::: AVAILABLE DATA :::

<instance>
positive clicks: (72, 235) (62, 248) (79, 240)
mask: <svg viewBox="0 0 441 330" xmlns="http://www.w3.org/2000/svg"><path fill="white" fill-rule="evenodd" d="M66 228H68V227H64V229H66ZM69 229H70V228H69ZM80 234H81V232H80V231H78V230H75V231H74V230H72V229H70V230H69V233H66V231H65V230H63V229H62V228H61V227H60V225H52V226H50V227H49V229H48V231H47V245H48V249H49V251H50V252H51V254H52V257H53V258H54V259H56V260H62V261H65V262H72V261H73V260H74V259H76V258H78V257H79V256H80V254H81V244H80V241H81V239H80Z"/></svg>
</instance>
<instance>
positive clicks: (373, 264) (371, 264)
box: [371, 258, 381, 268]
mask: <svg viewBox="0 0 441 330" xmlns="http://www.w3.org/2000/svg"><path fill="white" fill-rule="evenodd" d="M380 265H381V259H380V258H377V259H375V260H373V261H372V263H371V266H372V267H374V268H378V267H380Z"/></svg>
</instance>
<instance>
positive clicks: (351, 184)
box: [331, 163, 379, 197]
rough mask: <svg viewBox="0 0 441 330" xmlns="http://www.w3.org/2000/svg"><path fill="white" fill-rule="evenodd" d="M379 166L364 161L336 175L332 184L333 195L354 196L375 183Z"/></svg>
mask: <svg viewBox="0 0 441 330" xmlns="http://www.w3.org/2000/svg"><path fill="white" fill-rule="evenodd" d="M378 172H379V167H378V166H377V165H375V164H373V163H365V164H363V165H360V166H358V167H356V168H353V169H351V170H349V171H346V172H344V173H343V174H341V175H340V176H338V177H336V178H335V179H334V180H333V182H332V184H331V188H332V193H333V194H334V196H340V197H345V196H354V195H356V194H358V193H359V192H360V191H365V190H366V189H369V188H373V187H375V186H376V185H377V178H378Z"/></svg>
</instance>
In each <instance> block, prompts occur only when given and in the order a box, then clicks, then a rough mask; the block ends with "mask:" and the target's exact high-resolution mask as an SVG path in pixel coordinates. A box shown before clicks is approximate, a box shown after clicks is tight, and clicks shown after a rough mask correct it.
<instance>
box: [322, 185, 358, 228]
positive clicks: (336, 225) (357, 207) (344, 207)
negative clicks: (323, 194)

:::

Put every line of the collected data above into a Markdown table with the columns "Row" and "Line", numbering the rows and skipping any blank lines.

▶ [SOLUTION]
| Row | Line |
|---|---|
| 1 | <instance> |
| 2 | positive clicks: (72, 235) (62, 248) (79, 240) |
| 3 | mask: <svg viewBox="0 0 441 330" xmlns="http://www.w3.org/2000/svg"><path fill="white" fill-rule="evenodd" d="M66 228H68V227H64V229H66ZM69 229H70V228H69ZM80 234H81V232H80V231H78V230H75V231H74V230H72V229H70V230H69V233H66V231H65V230H63V229H62V228H61V227H60V225H52V226H50V227H49V229H48V231H47V245H48V249H49V251H50V252H51V254H52V257H53V258H54V259H56V260H62V261H65V262H72V261H73V260H74V259H76V258H78V257H79V256H80V254H81V244H80V241H81V239H80Z"/></svg> |
| 4 | </instance> |
| 5 | <instance> |
| 6 | positive clicks: (373, 264) (371, 264) |
| 7 | box: [371, 258, 381, 268] |
| 8 | mask: <svg viewBox="0 0 441 330" xmlns="http://www.w3.org/2000/svg"><path fill="white" fill-rule="evenodd" d="M380 265H381V259H380V258H377V259H375V260H373V261H372V263H371V266H372V267H374V268H378V267H380Z"/></svg> |
| 9 | </instance> |
| 10 | <instance> |
| 11 | positive clicks: (351, 184) |
| 12 | box: [331, 163, 379, 197] |
| 13 | rough mask: <svg viewBox="0 0 441 330" xmlns="http://www.w3.org/2000/svg"><path fill="white" fill-rule="evenodd" d="M379 166L364 161L336 175L332 184L333 195L354 196L375 183Z"/></svg> |
| 14 | mask: <svg viewBox="0 0 441 330" xmlns="http://www.w3.org/2000/svg"><path fill="white" fill-rule="evenodd" d="M378 172H379V167H378V166H377V165H375V164H373V163H365V164H363V165H360V166H358V167H356V168H353V169H351V170H349V171H346V172H344V173H343V174H341V175H340V176H338V177H336V178H335V179H334V180H333V182H332V184H331V188H332V193H333V194H334V196H340V197H345V196H354V195H356V194H358V193H359V192H360V191H365V190H366V189H369V188H373V187H375V186H376V185H377V178H378Z"/></svg> |
| 15 | </instance> |
| 16 | In each <instance> block, prompts occur only when given and in the order a box, then clicks, then a rough mask; the block ends with "mask:" and the target's exact high-resolution mask as an SVG path in pixel coordinates. A box shown before clicks is approximate, a box shown after clicks is tight, and clicks shown after a rough mask correct it. |
| 17 | <instance> |
| 18 | box: [322, 185, 358, 228] |
| 19 | positive clicks: (336, 225) (357, 207) (344, 207) |
| 20 | negative clicks: (323, 194) |